◆ Exercise prompt
In the copy, include every entry exactly but none of the images.

[[ Input open ]]

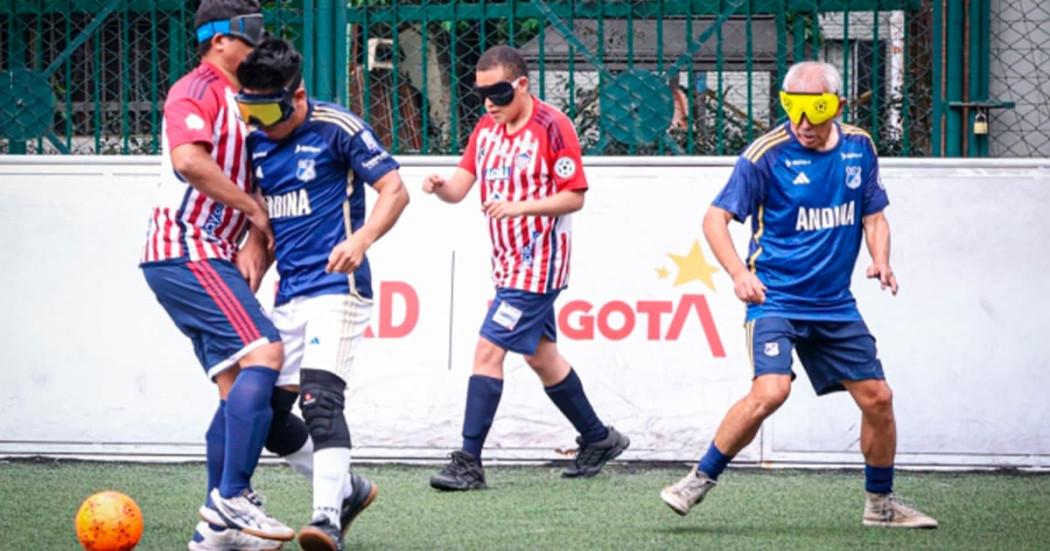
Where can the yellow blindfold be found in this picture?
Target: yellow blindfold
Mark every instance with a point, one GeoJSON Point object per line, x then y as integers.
{"type": "Point", "coordinates": [818, 108]}
{"type": "Point", "coordinates": [261, 114]}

[[ Input closed ]]

◆ Answer to the problem
Where can the yellow blindfold be found in this picture?
Target: yellow blindfold
Mark every instance with a point, one GeoJSON Point object per line, x then y as integers.
{"type": "Point", "coordinates": [818, 108]}
{"type": "Point", "coordinates": [261, 114]}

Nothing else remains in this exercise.